Hey, I agree the 22 has it's place in rabbit and squirrel hunting. I just tried some Wolf target 22 in my Thompson Benchmark with awesome results. And that's with a trigger feels like it has a half inch of creep. Got one ordered from Jard that I'm hoping will make this Thompson the true tack driver it is capable of being. I pretty much like hollow points for hunting but this Wolf ammo is tight enough to go strictly for head shots. The trajectory of the 22 is something however I got to work on. I don't have to sweat it with the .17. Of course ammo is twice as expensive for the .17 but who cares with regard to hunting. Target shooting is a diferent matter. Judging the yardage is critical with a 22. With these gray squirrels I shoot, you don't have all day to use a range finder, etc. as they haul a$$ mighty fast. I have a Simmons 8-32 {I know that's a little much} mill dot on the 22 and it certainly comes into play after 50 yards. Basically I think it's to each his own with caliber selection.


----------



## HERSHEY_VOLS_22 (Sep 5, 2006)

.22 lr
It is perfect for squirrels, and is cheap. You can get a good .22lr bolt action for 150$


----------



## Crackshot (Aug 8, 2006)

By the way, I ordered a Jard trigger for my Thompson Benchmark, for $150, spent $35 to have a certified gunsmith install it. Well, it double fired and then it wouldn't cock. I took it back and they worked on it 4 hrs and couldn't fix it. I have left repeated emails and voice mails with Jard and have not had a response now in 6 days. I want them to install the damn trigger, since they make it and I'm willing, of course, to pay for it. I'm wondering if they are stalling on the 30 day time for a money back gurantee. The bad thing is, shooting the rifle single shot, at 50 yards, it will one hole. I want the trigger, I just want them to fix it and give a little customer service.

*Parts of the exercise*.
1 – Reproduce the portion of the rifle forum thread starting with "By the way, I" and going on through "little customer service.".
2 – According to the rifle forum thread, how much did Crackshot spend to have a certified gunsmith install the Jard trigger?
3 – Carry on the rifle forum thread from its last sentence.

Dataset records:
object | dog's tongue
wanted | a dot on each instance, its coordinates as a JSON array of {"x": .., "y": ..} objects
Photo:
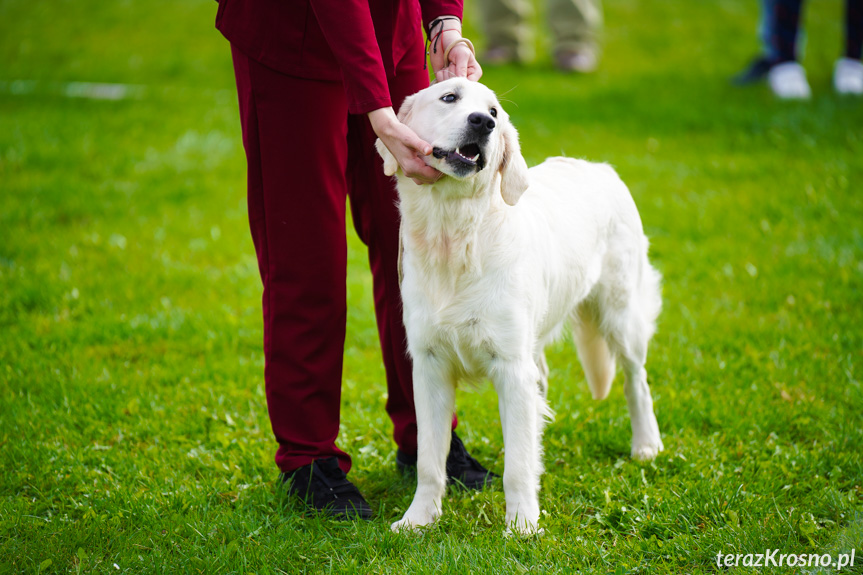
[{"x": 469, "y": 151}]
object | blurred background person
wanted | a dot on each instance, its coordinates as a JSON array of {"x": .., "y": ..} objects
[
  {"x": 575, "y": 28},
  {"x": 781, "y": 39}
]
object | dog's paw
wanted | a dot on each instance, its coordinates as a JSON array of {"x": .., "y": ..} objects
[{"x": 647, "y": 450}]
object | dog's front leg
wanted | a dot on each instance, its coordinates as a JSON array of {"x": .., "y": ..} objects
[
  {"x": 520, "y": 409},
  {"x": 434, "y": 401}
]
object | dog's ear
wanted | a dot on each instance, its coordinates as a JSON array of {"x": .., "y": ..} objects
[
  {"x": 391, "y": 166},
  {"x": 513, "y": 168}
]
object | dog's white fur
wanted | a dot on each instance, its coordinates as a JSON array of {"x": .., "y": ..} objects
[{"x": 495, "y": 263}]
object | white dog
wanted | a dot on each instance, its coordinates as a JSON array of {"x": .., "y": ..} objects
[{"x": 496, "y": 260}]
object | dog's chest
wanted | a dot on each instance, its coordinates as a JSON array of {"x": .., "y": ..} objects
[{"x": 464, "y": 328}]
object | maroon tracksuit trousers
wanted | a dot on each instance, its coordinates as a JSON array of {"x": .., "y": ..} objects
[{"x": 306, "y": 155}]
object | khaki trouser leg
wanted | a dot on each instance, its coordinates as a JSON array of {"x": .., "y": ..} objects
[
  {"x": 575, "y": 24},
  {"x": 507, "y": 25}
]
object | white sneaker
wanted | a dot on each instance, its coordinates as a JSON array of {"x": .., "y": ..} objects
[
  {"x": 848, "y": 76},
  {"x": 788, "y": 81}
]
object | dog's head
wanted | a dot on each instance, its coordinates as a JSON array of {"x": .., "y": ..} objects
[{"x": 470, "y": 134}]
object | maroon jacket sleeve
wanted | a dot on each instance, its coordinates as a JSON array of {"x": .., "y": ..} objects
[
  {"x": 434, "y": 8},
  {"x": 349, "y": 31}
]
==
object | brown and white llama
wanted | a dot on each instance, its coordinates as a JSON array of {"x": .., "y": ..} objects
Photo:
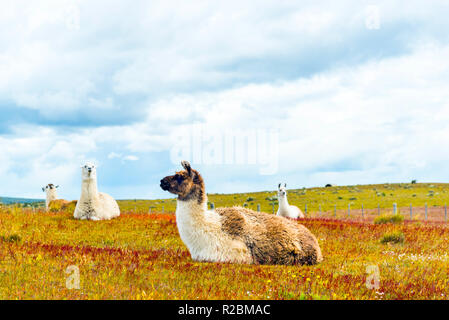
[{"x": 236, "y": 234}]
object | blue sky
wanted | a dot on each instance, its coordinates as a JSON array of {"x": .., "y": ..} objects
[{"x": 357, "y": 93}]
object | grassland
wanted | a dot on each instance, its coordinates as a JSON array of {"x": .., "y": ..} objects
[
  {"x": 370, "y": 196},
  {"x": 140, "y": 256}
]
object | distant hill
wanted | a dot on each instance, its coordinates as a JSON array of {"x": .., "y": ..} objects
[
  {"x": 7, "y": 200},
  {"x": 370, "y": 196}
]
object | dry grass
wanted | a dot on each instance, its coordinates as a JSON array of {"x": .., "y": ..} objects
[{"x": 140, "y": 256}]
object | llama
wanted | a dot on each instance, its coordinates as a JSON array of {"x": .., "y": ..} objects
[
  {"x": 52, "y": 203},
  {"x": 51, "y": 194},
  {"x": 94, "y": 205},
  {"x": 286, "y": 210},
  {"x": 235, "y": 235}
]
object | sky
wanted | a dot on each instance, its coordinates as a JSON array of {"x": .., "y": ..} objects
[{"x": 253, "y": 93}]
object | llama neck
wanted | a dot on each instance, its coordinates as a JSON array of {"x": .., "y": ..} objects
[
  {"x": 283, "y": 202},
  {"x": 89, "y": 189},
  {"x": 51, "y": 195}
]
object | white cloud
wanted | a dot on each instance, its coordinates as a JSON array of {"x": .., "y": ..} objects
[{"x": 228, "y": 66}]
==
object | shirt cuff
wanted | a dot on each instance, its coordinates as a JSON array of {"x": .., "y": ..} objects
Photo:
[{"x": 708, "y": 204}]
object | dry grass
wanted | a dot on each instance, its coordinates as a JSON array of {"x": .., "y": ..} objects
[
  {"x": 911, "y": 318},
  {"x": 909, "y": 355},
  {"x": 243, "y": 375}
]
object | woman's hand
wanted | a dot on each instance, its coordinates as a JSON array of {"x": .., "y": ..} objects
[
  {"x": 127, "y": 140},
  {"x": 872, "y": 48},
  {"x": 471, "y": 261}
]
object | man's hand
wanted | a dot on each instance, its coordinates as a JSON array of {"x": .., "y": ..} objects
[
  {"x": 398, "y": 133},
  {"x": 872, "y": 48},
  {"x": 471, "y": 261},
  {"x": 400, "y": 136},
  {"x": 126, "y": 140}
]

*In response*.
1 –
By the way, I ordered a Jard trigger for my Thompson Benchmark, for $150, spent $35 to have a certified gunsmith install it. Well, it double fired and then it wouldn't cock. I took it back and they worked on it 4 hrs and couldn't fix it. I have left repeated emails and voice mails with Jard and have not had a response now in 6 days. I want them to install the damn trigger, since they make it and I'm willing, of course, to pay for it. I'm wondering if they are stalling on the 30 day time for a money back gurantee. The bad thing is, shooting the rifle single shot, at 50 yards, it will one hole. I want the trigger, I just want them to fix it and give a little customer service.

2 – $35.

3 –
Has anyone else had a problem with Jard? And does any know of a co. that makes a custom trigger for a Thompson Bench 22 semi auto?


----------



## Albertahunter (Oct 25, 2005)

i would say is get the 17 hm2 for squirrels becuase it is cheaper to shoot than the hmr and wont blow them up as bad.


----------



## Crackshot (Aug 8, 2006)

Still no response from Jard Triggers about the defective trigger they sold me. Has anyone else had problems with this company. I am highly ******, as I paid $150 for this trigger and can't even get a return call advising me of what I need to do. I plan to go on every gun forum I can find and inform the public of this situation if I don't get satisfaction so...folks at Jard, be advised, you have one mad customer that's going to cause you some grief if you fail to do the right thing.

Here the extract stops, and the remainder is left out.